• Instruction
Pull out each line below that contains the string "mapping". The match is case-sensitive.

• Data in this exercise
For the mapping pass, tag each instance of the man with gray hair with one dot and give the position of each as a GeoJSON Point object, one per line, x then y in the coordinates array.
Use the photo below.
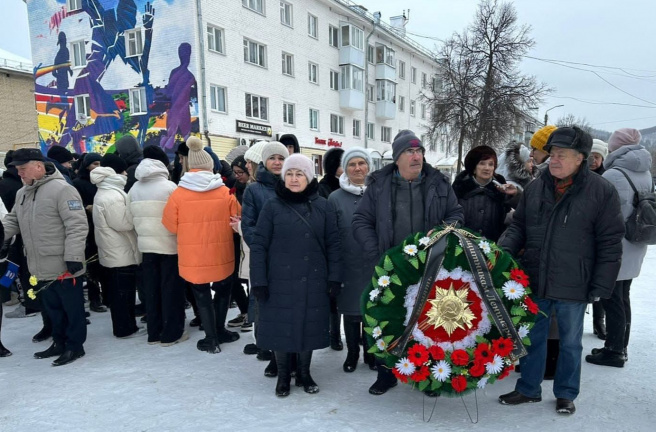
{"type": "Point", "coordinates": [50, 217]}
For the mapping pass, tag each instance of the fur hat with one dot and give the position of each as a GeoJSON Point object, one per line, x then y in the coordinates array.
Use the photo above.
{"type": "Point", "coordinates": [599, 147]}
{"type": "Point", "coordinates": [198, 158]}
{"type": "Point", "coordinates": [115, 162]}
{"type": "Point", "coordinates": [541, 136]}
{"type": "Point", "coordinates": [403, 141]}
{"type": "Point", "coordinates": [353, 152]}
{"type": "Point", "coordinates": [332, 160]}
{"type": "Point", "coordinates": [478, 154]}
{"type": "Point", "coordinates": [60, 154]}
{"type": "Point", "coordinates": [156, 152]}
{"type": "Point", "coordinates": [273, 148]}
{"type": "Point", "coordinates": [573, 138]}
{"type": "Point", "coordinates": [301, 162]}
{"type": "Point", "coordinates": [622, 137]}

--

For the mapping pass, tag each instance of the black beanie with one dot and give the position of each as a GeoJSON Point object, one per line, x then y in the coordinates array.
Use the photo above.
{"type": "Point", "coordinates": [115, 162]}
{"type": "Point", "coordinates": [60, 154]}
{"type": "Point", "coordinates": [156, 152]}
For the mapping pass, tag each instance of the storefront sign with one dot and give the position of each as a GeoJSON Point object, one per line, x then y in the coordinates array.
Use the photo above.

• Final result
For the mapping pass, tag each instance of the man with gray hair with one dot and give the position of each as a GeoJSON Point object, one per line, x then y in the coordinates array.
For the mapping pass, tag each instance of the fur hat with one dot and give the position of each as a GeoJSON Point object, one per line, x then y in the coordinates array.
For the mapping pass, tag each instance of the black beanie with one dot and give the position of each as a GeoJSON Point object, one per line, x then y in the coordinates array.
For the mapping pass, tag each instance of the storefront sign with one dot and give the position of each as a GeoJSON Point object, one per line, x then y in the coordinates array.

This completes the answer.